• [List of tasks]
(1) Quote the part of the Grandparents Day piece that opens with the words containing "A year later, in" and closes with "write about today.".
(2) Answer these questions from the Grandparents Day piece:
(a) In what year did Russell Capper send his letter to President Nixon?
(b) Which president proclaimed a national grandparents day?
(c) What is the official flower of Grandparents Day?

*** Opening of Excerpt to read ***

Forget Them Not

By Andrew Barnhart
2 Timothy 2:2
     Grandparents day is celebrated in various countries around the world.  Here in America, it falls on the first Sunday after Labor Day in September.  It often comes and goes without much fanfare.  (I’ve heard more this year about national coffee day, also in September).  It definitely isn’t the same as Mothers day or Fathers day.  
     It was first formally suggested in 1969, when a 9 year old boy named Russell Capper sent a letter to President Nixon advocating for a day dedicated to celebrating grandparents.  The boy received a letter back from the President's secretary, thanking him for his suggestion.  However, the letter stated, “proclamations for special observances are only when a congressional resolution authorizes him to do so.” 
     A year later, in 1970 a woman named Marian McQuade campaigned for a day to be set aside to honor grandparents as well.  It wasn’t until 8 years later that President Jimmy Carter proclaimed a national grandparents day (after Congress passed legislation) - and the first one was then celebrated in 1979.  Grandparents day even has an official flower, the forget-me-not. That’s actually very fitting for what I want to write about today.

*** Close of Excerpt to read ***
*** Opening of Information ***

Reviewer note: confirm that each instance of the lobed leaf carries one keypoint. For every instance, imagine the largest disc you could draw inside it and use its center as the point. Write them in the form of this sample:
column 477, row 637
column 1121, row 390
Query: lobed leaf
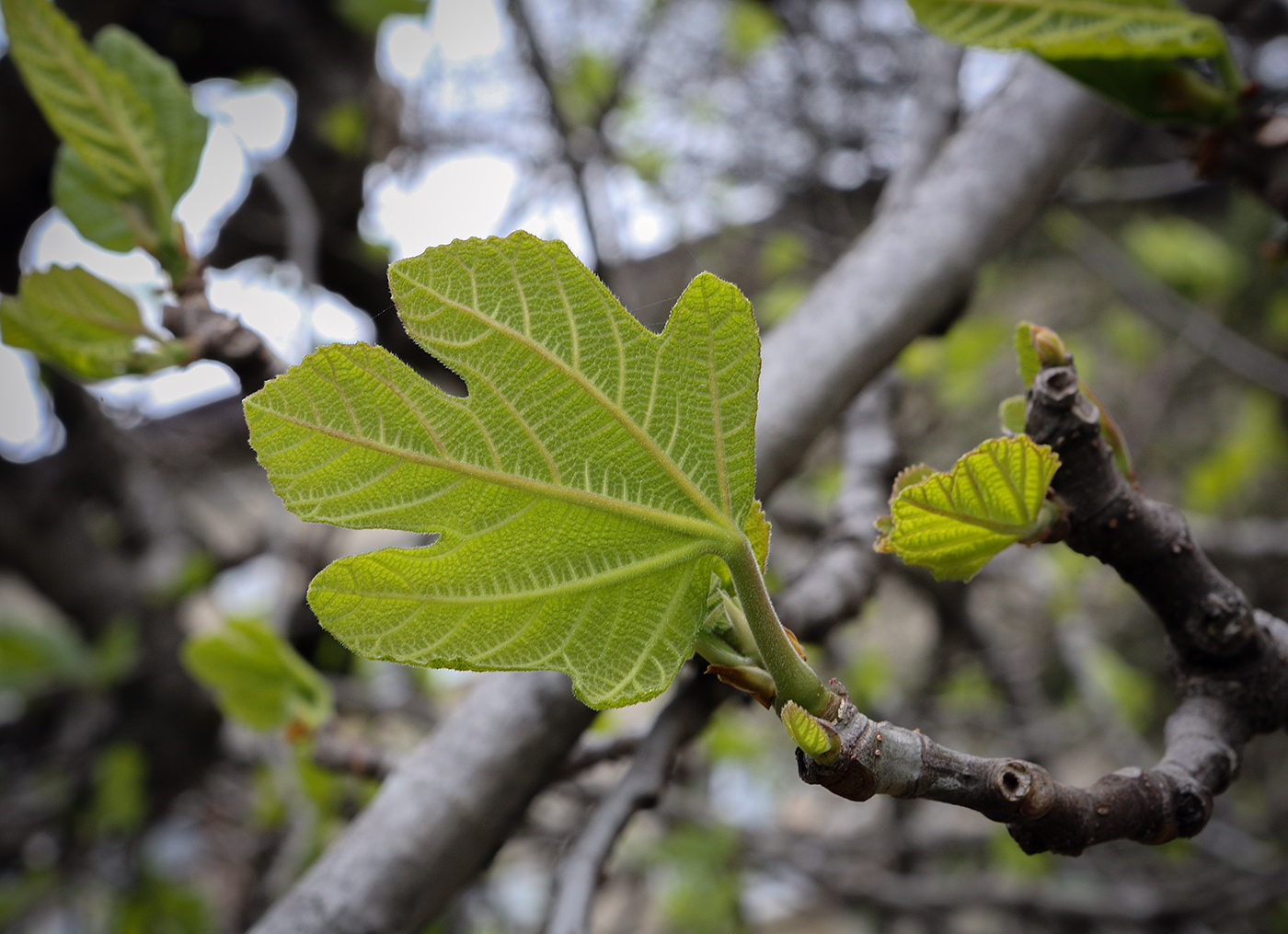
column 955, row 522
column 1075, row 29
column 581, row 491
column 257, row 676
column 81, row 325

*** Close of Information ***

• [Written answers]
(1)
A year later, in 1970 a woman named Marian McQuade campaigned for a day to be set aside to honor grandparents as well.  It wasn’t until 8 years later that President Jimmy Carter proclaimed a national grandparents day (after Congress passed legislation) - and the first one was then celebrated in 1979.  Grandparents day even has an official flower, the forget-me-not. That’s actually very fitting for what I want to write about today.

(2)
(a) 1969
(b) Jimmy Carter
(c) The forget-me-not